Task prompt: Copy the material below word for word, leaving every line unchanged.

Provided information:
┌──

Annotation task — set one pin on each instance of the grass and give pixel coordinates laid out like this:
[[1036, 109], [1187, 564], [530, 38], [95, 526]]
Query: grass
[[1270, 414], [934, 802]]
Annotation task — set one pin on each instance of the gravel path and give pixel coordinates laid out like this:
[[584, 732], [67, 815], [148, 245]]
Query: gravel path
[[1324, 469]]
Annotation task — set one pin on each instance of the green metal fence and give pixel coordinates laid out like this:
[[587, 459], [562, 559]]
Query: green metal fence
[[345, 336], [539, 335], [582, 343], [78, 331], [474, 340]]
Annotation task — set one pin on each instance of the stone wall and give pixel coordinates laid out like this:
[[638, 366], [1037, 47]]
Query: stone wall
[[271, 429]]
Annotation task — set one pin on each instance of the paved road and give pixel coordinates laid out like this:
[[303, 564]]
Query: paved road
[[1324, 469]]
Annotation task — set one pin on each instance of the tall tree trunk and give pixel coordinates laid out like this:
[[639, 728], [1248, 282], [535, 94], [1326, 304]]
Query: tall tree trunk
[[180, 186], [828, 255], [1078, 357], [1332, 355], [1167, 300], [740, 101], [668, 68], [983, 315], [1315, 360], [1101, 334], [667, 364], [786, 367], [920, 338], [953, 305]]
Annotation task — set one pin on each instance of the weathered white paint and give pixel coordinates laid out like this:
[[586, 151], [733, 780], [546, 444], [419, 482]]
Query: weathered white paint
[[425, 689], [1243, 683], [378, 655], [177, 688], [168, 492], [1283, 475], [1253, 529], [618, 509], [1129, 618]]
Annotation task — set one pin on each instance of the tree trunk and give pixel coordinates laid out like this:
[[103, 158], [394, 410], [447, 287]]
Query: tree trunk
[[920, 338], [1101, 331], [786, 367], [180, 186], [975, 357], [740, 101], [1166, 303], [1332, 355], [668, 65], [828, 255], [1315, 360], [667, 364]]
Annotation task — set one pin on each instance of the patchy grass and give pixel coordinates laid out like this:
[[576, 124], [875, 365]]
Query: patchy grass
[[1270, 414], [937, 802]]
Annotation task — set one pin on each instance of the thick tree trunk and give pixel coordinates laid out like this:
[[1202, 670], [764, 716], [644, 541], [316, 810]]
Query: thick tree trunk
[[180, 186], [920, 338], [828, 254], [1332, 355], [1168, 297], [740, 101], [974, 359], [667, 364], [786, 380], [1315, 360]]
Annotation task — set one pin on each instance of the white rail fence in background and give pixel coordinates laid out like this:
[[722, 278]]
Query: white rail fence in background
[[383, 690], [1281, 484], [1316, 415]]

└──

Completed task:
Annotation task — set one pin on each instance of the grass and give pixel coordinates laid out like this:
[[1036, 109], [1187, 564], [530, 38], [95, 526]]
Query: grass
[[1270, 414], [934, 802]]
Annotation task — set one pin on each instance of the gravel path and give pixel coordinates laid out like this:
[[584, 732], [67, 815], [148, 245]]
Query: gravel path
[[1324, 469]]
Annotation task — set one pin on each instance of the green metal fence and give pixel coordinates laid out like this:
[[587, 459], [562, 559]]
Query: green metal fence
[[345, 336], [539, 335], [582, 343], [78, 331], [474, 340]]
Annotation task — set one pin on each instance of the stone wall and give pixel coordinates laid out like this:
[[638, 366], [1037, 47]]
Query: stone wall
[[271, 429]]
Annotation task — set one pin on each instance of the paved road and give pixel coordinates laid out like this:
[[303, 564]]
Query: paved road
[[1324, 469]]
Annotation task — set one pin on each instance of the tall tree trunk and give pixel coordinates laid out like this:
[[639, 728], [1248, 282], [535, 94], [1326, 304]]
Query: tall tree trunk
[[180, 186], [828, 255], [1078, 357], [1332, 355], [1167, 300], [740, 101], [668, 68], [983, 315], [1315, 360], [1101, 334], [667, 364], [786, 367], [920, 338], [953, 305]]
Annotation task — set one pin on each instance of the weathered white paint and give pixel coordinates laid out like this:
[[586, 151], [733, 780], [546, 444], [419, 482]]
Query: weathered white paint
[[425, 689], [1243, 683], [378, 655], [177, 688], [168, 492], [1283, 475], [1253, 529], [618, 509], [1129, 618]]
Annotation task — set one pin on each instance of the tree trunk and give pixel coordinates laid out like this:
[[103, 158], [394, 410], [447, 287]]
Query: tree trunk
[[920, 338], [1101, 331], [786, 367], [180, 186], [975, 357], [740, 101], [1166, 303], [1332, 355], [668, 65], [828, 255], [1315, 360], [667, 364]]
Annotation task — set one pin on each instance of the patchy grass and give pixel coordinates laid out like this:
[[576, 124], [875, 365]]
Query: patchy grass
[[1270, 414], [937, 802]]
Annotation task — set one pin on each instance of the thick tree trunk and give pixel coordinates laid out like this:
[[1202, 670], [764, 716], [644, 541], [316, 810]]
Query: thick tree trunk
[[180, 186], [920, 338], [828, 254], [1332, 355], [1168, 297], [740, 101], [974, 359], [667, 364], [786, 380], [1315, 360]]
Annotation task — set one pin on each instance of the white rail fence in background and give pixel coordinates laid out like this:
[[722, 278]]
Query: white rail fence in background
[[383, 690], [1281, 484], [1316, 415]]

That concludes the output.